_REQUIREMENT_. After reading the entries below, copy word for word the lines from the first through the line containing "Task: point out the piece", and stop there.

_ENTRIES SUPPLIED_.
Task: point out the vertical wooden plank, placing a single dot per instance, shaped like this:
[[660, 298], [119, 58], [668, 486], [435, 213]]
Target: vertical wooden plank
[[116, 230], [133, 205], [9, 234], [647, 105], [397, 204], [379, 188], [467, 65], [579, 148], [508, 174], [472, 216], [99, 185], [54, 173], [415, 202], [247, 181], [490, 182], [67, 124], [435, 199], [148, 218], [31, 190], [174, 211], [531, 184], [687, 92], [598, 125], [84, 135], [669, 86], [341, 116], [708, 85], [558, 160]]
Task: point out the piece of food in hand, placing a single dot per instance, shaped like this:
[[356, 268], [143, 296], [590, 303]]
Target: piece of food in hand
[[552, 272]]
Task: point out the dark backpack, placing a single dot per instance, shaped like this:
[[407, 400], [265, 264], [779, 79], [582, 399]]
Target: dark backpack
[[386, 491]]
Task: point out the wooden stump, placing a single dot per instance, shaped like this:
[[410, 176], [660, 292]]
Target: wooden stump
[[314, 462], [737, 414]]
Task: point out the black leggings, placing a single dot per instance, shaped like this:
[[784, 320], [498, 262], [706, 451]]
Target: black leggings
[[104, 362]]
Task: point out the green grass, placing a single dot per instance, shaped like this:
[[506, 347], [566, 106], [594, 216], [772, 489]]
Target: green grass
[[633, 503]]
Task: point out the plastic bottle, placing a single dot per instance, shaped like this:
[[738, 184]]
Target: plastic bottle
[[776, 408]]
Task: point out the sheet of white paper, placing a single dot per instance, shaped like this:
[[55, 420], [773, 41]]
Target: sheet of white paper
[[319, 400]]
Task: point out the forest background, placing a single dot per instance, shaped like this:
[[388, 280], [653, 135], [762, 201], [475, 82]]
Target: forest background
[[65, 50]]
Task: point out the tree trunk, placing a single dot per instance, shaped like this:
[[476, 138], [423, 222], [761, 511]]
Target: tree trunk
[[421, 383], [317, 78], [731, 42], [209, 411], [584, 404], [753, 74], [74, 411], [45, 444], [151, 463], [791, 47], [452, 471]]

_EXERCISE OUTPUT_.
Task: point out the vertical wooden plank, placing a single dot per instance, shaped like this:
[[660, 298], [119, 58], [668, 486], [435, 213]]
Target: vertical wooden plank
[[116, 230], [133, 205], [9, 234], [647, 105], [397, 204], [379, 188], [467, 65], [579, 148], [508, 174], [472, 216], [99, 185], [54, 173], [415, 202], [247, 181], [490, 182], [67, 124], [435, 199], [148, 218], [31, 190], [174, 211], [531, 184], [687, 92], [598, 125], [84, 135], [669, 86], [341, 116], [708, 85], [558, 160]]
Task: point out the piece of food in hand, placing a single dot per instance, shaped like this:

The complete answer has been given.